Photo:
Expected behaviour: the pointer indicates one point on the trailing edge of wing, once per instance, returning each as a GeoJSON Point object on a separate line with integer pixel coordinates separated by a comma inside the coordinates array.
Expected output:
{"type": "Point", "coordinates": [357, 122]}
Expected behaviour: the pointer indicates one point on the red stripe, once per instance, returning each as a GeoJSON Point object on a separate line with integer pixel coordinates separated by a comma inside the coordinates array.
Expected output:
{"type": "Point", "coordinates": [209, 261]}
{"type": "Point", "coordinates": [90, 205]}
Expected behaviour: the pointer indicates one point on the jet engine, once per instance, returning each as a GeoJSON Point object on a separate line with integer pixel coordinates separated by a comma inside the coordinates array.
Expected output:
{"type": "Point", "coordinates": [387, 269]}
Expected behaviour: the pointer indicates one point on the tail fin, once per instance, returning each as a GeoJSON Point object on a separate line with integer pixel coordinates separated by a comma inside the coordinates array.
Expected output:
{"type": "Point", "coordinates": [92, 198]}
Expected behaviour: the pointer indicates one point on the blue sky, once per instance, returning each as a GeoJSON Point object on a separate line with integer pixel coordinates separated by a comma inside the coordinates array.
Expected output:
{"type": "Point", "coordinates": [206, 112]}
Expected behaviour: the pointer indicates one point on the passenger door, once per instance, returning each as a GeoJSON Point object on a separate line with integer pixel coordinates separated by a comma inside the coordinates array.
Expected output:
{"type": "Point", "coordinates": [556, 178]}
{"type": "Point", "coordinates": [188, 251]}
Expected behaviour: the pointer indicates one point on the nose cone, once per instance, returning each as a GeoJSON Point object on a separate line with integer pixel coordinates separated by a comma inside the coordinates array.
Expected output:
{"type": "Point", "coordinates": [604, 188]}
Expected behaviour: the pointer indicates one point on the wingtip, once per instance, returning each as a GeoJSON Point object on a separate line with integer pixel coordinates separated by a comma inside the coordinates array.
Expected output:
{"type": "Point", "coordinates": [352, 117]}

==========

Copy out exactly, and only, the lines from the one that contains "Expected behaviour: the pointer indicates one point on the red" through the last line of the material above.

Expected behaviour: the pointer indicates one point on the red stripe, once per instance, returning each as a GeoJSON Point object on a separate line with integer pixel coordinates separated by a comma inside the coordinates array.
Expected output:
{"type": "Point", "coordinates": [209, 261]}
{"type": "Point", "coordinates": [90, 205]}
Expected behaviour: the pointer indicates one point on the jet engine, once per instance, returning each as a GeoJSON Point object on a separate line with integer pixel coordinates separated by a comma inside the coordinates array.
Expected output:
{"type": "Point", "coordinates": [387, 269]}
Expected behaviour: the pointer indicates one point on the tail fin, once per instance, returning each as a GeoJSON Point object on a separate line with integer pixel coordinates separated by a comma inside the coordinates array.
Expected output:
{"type": "Point", "coordinates": [92, 198]}
Expected behaviour: the pointer indicates one point on the blue sky, once per instance, returning each as a GeoJSON Point object on a separate line with integer pixel coordinates separated by a comma inside the coordinates array.
Expected output:
{"type": "Point", "coordinates": [206, 112]}
Expected behaviour: the pointer indicates one point on the passenger door, once per instance, returning each as a GeoJSON Point object on a separate line with integer pixel coordinates separated by a comma inside the coordinates array.
Expected output:
{"type": "Point", "coordinates": [556, 178]}
{"type": "Point", "coordinates": [188, 251]}
Expected behaviour: the pointer indicates one point on the nose cone, once per instance, returning each as a GeoJSON Point object on a separate line with integer pixel coordinates separated by a comma inside the coordinates array.
Expected output:
{"type": "Point", "coordinates": [604, 188]}
Expected behaviour: the pointer indicates one point on the wingtip, once per instance, returning each as a GeoJSON Point object on a separate line with integer pixel coordinates separated by a comma inside the coordinates array.
Expected output:
{"type": "Point", "coordinates": [352, 117]}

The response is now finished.